▶ _Exercise task_:
Switch "yellow car" to "orange car" in everything from the line containing "If you could point at the entrance" down to the end of the material. Write out only those lines, with nothing else changed.

╔══

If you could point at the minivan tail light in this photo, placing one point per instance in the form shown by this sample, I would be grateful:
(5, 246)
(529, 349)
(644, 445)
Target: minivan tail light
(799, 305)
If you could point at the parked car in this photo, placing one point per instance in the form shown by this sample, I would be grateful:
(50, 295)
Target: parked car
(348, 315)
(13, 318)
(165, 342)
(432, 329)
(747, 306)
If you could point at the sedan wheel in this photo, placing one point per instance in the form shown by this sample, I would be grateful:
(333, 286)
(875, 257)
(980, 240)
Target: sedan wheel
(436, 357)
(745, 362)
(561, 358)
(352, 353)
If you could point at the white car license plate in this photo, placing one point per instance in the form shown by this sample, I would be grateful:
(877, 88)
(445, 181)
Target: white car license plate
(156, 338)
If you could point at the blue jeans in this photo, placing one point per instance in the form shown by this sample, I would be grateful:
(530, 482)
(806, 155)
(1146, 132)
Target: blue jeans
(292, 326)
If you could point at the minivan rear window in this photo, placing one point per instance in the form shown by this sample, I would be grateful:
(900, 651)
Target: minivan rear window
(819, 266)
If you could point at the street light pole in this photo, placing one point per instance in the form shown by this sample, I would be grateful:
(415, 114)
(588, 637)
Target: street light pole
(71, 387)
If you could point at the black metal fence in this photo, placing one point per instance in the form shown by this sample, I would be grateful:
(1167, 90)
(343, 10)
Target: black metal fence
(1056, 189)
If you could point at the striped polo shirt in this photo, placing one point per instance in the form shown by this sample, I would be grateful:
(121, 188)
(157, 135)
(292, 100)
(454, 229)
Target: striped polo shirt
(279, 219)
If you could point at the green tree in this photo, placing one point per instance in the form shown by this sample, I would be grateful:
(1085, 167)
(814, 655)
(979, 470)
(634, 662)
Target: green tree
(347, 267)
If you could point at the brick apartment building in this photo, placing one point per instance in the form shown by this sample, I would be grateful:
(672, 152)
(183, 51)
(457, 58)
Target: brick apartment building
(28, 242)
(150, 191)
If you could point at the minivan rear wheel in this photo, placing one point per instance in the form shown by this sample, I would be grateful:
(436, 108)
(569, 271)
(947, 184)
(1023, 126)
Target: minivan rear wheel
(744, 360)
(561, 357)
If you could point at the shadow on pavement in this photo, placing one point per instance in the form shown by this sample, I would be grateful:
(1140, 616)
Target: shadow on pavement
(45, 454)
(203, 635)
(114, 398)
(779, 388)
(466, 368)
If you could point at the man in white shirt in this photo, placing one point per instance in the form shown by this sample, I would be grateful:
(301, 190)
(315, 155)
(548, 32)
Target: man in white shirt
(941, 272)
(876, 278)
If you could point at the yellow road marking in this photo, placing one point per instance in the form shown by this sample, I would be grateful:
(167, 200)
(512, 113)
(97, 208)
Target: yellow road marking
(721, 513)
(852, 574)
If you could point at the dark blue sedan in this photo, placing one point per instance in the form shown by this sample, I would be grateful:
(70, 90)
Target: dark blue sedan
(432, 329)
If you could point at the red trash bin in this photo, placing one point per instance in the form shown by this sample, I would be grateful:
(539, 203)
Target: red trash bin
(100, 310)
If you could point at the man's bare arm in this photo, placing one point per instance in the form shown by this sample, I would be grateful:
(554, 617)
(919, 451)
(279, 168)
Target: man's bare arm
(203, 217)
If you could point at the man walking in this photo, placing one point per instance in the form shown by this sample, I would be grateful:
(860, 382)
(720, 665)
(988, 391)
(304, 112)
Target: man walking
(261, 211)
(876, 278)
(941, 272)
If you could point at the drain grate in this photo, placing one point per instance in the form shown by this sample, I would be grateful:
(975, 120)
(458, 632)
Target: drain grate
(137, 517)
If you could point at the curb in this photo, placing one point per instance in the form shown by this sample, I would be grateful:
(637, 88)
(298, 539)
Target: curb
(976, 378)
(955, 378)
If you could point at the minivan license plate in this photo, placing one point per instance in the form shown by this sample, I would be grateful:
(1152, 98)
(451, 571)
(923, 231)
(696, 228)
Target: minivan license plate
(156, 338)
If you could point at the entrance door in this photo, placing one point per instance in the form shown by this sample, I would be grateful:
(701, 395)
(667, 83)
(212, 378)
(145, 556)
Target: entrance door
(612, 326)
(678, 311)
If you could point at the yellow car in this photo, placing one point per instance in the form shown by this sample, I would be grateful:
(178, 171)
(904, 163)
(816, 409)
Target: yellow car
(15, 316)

╚══

▶ _Written response_:
If you could point at the entrance door in this photo, placing one point per instance in the form shown by this sample, I would be grateful:
(701, 395)
(667, 83)
(212, 378)
(145, 556)
Target: entrance door
(612, 326)
(678, 311)
If you could point at the orange car in this photo, placing one point per instance in the form shown by this sample, I would be grateful:
(178, 171)
(904, 163)
(816, 409)
Target: orange car
(15, 316)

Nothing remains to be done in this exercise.